- [Tasks]
1: In the meatless meals article, what share of the U.S. adult population eats a diet free of meat, poultry, and fish?
2: Write the next part of the meatless meals article, starting right after its final sentence.

- [Source passage]
══════

10 Tips for Meatless Meals
Whether you're a vegan or 'flexitarian,' vegging out has health benefits.
Gone are the days when people tended to think of vegetarians as a small group of earth-loving hippies who spent top dollar for bruised-looking produce at health stores. Vegetarians of every type, from the "flexitarian" (occasional meat eater) to the strict vegan, have gone mainstream.
These days, more and more people are seeking the health benefits of a diet rich in plant-based foods; foods that are now easily found on the shelves of neighborhood grocery stores.
According to the American Dietetic Association, approximately 2.5% of the U.S. adult population eats a diet free of meat, poultry, and fish. And a growing number of people are embracing the flexitarian way of life, which offers many of the health benefits of a vegetarian diet while still allowing occasional meat, fish, and/or poultry.
Of course, some people follow a vegetarian diet for religious or ethical reasons. But enjoying an eating plan rich in plant foods also has many health benefits, ranging from aiding weight loss to preventing disease, experts say.
The American Cancer Society, American Institute for Cancer Research, and American Heart Association all recommend a diet rich in plant-based foods. Such a diet contains an abundance of antioxidants, phytochemicals, and fiber, with low levels of saturated fat and cholesterol.
Indeed, the USDA's MyPlate guidelines promote a diet rich in whole grains, fruits, vegetables, beans, and low-fat dairy -- foods that are the foundation of most vegetarian diets.
"Vegetarian" can mean lots of different things. The various types of vegetarian diets include:
Vegan. Strictest of all, eats only plant products.
Lacto-vegetarian. Eats dairy products along with a plant-based diet.
Ovo-vegetarian. Eats eggs along with a plant-based diet.
Lacto-ovo vegetarian (the most common type). Eats both dairy products and eggs.

══════

- [Stored data entries]
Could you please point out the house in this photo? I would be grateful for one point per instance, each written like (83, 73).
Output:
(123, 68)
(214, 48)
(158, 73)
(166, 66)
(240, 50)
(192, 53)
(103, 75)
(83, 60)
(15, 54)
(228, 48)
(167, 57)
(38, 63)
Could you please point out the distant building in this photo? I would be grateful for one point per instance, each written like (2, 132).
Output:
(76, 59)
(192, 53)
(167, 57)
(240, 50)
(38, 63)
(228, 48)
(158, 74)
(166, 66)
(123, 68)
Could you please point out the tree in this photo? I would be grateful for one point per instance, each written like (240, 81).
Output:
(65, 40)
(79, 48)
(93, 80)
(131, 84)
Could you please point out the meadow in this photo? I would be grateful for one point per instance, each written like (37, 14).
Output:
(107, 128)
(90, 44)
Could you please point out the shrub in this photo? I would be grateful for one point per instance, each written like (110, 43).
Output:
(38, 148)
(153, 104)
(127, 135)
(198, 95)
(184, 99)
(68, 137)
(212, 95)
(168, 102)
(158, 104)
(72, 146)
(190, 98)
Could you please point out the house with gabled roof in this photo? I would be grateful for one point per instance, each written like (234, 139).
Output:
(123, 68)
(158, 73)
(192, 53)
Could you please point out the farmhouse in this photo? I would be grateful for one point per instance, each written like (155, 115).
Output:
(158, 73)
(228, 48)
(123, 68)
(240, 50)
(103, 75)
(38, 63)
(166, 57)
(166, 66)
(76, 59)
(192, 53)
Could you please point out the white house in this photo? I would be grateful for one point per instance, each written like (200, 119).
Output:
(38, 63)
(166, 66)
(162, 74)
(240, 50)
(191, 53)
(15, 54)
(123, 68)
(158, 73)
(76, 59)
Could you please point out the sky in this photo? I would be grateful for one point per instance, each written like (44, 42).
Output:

══════

- [Responses]
1: Approximately 2.5%.

2:
Pesco-vegetarian. Eats fish along with a plant-based diet.
Flexitarian. While there's no formal definition, this generally refers to a lacto-ovo vegetarian who occasionally eats meat, fish, or poultry. Sometimes called semi-vegetarian.
The Nutrition Low-Down
Vegetarian diets were once thought to be lacking in certain nutrients. But experts say that with a little planning, vegetarians can easily meet all their nutritional needs.
"You can get all the nutrients you need from a well-planned vegetarian diet, along with all the health benefits of a diet that contains lots of vitamins, minerals, fiber, and protein, yet tends to be low in fat and calories -- a perfect combination for losing weight and promoting good health," says Cynthia Sass, MPH, MA, RD, a spokeswoman for the American Dietetic Association.
To ensure adequate nutrition, Sass recommends that vegetarians eat a wide variety of foods, including unprocessed whole grains, fruits, vegetables, nuts, seeds, beans, and soy products. She recommends using myfoodpyramid.com to help plan meals.
Vegans may find it a little trickier to get enough vitamin B12, omega-3 fatty acids, protein, zinc, vitamin D, and calcium. But a registered dietitian can help devise an adequate vegan meal plan, Sass says.